* **Written instruction**:
Rewrite the items below, putting "density-map build" wherever "heat-map build" appears and leaving everything else as it is.

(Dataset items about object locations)
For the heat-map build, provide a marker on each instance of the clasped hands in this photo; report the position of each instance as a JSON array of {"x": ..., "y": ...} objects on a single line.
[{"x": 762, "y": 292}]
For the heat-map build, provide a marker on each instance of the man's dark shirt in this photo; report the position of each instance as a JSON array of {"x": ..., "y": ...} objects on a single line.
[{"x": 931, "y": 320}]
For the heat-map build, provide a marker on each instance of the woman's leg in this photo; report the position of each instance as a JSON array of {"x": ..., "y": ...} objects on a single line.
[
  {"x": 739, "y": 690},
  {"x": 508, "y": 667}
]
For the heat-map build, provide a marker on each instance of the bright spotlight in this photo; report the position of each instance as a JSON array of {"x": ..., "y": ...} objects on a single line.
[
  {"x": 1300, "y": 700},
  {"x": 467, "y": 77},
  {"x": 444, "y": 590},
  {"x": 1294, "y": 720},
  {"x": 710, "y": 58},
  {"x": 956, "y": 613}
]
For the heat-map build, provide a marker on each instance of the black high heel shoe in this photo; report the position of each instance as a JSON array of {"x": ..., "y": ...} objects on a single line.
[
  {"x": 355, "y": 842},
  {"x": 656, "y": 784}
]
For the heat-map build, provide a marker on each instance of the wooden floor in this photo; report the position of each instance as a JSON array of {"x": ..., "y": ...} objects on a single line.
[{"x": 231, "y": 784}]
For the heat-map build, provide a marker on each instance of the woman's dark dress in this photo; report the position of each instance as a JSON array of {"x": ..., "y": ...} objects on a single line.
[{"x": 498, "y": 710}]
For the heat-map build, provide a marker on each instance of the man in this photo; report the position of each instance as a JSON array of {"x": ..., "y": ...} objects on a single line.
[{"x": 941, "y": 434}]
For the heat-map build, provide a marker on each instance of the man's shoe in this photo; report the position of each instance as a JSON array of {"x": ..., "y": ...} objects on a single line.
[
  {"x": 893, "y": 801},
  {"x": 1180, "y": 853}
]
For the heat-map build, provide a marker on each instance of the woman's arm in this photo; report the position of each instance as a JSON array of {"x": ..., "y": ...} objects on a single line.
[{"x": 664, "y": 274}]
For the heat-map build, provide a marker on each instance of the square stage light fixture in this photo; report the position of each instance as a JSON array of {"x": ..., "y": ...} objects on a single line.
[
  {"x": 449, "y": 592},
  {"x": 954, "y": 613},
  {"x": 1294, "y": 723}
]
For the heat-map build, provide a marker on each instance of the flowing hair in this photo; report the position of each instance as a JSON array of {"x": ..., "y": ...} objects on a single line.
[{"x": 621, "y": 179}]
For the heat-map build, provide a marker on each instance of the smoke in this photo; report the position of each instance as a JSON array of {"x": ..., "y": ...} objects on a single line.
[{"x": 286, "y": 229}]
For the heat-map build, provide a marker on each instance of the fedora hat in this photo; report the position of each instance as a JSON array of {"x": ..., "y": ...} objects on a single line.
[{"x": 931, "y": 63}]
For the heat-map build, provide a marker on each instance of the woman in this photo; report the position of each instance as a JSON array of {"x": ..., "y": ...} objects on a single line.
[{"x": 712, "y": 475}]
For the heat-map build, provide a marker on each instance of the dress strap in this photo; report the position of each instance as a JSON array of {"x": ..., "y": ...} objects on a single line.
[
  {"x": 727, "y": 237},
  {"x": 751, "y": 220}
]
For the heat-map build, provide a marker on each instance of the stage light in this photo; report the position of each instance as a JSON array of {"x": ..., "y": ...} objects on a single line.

* **Solution to this exercise**:
For the density-map build, provide a marker on each instance of the clasped hands in this photo; report the position of each instance as a JSON array of {"x": ..., "y": ...} objects on a single line.
[{"x": 762, "y": 292}]
For the density-map build, provide a marker on each instance of the man's dark shirt in this photo; report the position of each instance as a JSON array of {"x": ..., "y": ...} objects on a single line.
[{"x": 931, "y": 320}]
For the density-map build, provide a marker on each instance of the woman's leg in this photo; report the position of each instance as a JSON array of {"x": ..., "y": ...} objects on a single line.
[
  {"x": 739, "y": 690},
  {"x": 508, "y": 667}
]
For the density-map build, provide a marker on each instance of the bright spotlight in this photo; report the position of each instance as a JSON array of {"x": ..., "y": ...} objects on a single line.
[
  {"x": 1300, "y": 700},
  {"x": 467, "y": 77},
  {"x": 444, "y": 590},
  {"x": 1294, "y": 720},
  {"x": 710, "y": 58},
  {"x": 956, "y": 613}
]
For the density-map build, provide a marker on each instance of the black high heel shoe in this photo; report the position of each instance as a JSON array of {"x": ..., "y": ...} objects on a single line.
[
  {"x": 355, "y": 842},
  {"x": 656, "y": 784}
]
For the density-map build, provide a marker on each instance of the wooden floor in this photo; report the position of each instance as a JSON array of {"x": ..., "y": ...} objects on a single line.
[{"x": 231, "y": 784}]
For the density-map build, provide a marker on each instance of the woman's dark dress in this photo; report the position of each instance as a JSON array of {"x": ..., "y": ...} objects on a single line.
[{"x": 498, "y": 710}]
For the density-map build, provide a marker on each instance of the man in this photo; report the position of each instance as a JSON array of {"x": ..., "y": ...} objects on a single line.
[{"x": 941, "y": 434}]
For the density-map build, provide a marker on each instance of the man's shoe in this photo; report the position of each instance as a JSON array of {"x": ..., "y": ...} objects on a single line.
[
  {"x": 893, "y": 801},
  {"x": 1180, "y": 853}
]
For the density-map build, provide a marker on each instance of the woman's arm in this photo; report the position of each instance as a JSON array of {"x": ..., "y": ...} objects on a single line.
[{"x": 664, "y": 274}]
For the density-map build, provide a marker on each instance of the square stage light fixture in this photo; report the position of each instance as a JSON array of {"x": ..., "y": ...} objects on a single line.
[
  {"x": 449, "y": 592},
  {"x": 954, "y": 613},
  {"x": 1294, "y": 723}
]
For the density-map build, provide a marker on each instance of the flowing hair in this photo; report the position of each instance as a JSON array of {"x": ..., "y": ...} objects on a single line.
[{"x": 621, "y": 179}]
For the density-map build, provide a marker on each instance of the smoke in this photo; report the position of each instance as a JSON array of {"x": ..., "y": ...} objects on a single line.
[{"x": 286, "y": 229}]
For the density-map build, provide a marker on each instance of the fedora hat in this photo; report the position of each instance as a JSON array of {"x": ..., "y": ...} objects on a single line.
[{"x": 931, "y": 63}]
For the density-map build, provide a marker on each instance of the woman in this photo; report the position of each instance as a JSON array of {"x": ..., "y": ...} objects on a single line.
[{"x": 712, "y": 475}]
For the density-map build, provide a marker on each instance of the dress strap in this photo; report the position of each instance as a JSON array of {"x": ..., "y": ...} objects on a single line.
[
  {"x": 727, "y": 237},
  {"x": 751, "y": 220}
]
For the density-map build, provide a marker on each instance of the stage light in this photo; report the position of each instance as a JSON array of {"x": ..., "y": ...} objects on a single line.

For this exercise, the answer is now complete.